Answer these from the Martin Lowson biography:
1. In what town was Lowson born?
2. Whom did Lowson marry, and in what year?
3. In which year was he made a Fellow of the Royal Academy of Engineering?

» **Excerpt to read**:
※

Professor Martin Lowson (5 January 1938 – 14 June 2013) was an aeronautical engineer.  He held a number of senior academic appointments in UK and US universities, was a co-patentee of the BERP helicopter rotor system, and also made a significant contribution to the development of personal rapid transport systems.

Early life

Martin Vincent Lowson  was born in Totteridge, Hertfordshire, on 5 January 1938.

Education

He attended The King's School in Worcester, after which he became an apprentice with Vickers-Armstrong.  Lowson gained a PhD in 1963, after which he spent a year in the Institute of Sound & Vibration Research, where he worked on aero-acoustics.

Personal life

Lowson married Ann Pennicutt in 1961.  They had two children, Sarah and Jonathan.  Lowson's interests included squash and bluegrass music.

Death

Lowson died of a stroke on 14 June 2013, at the age of 75.

Honours and awards

 Royal Aeronautical Society Award for contributions to world’s first man powered flight 1961
 Fellow of the Acoustical Society of America 1969
 Fellow of the Royal Academy of Engineering 1991
 Busk Prize of Royal Aeronautical Society for best paper in Aerodynamics 1992.

※

» **Information provided**:
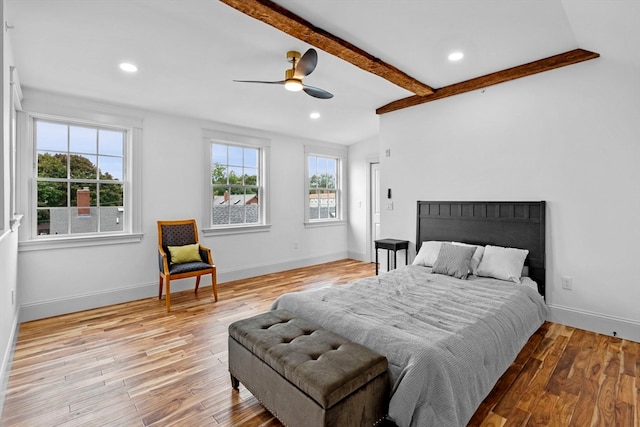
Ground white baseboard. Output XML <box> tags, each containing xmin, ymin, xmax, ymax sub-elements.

※

» **Full answer**:
1. Totteridge, Hertfordshire
2. Ann Pennicutt, in 1961
3. 1991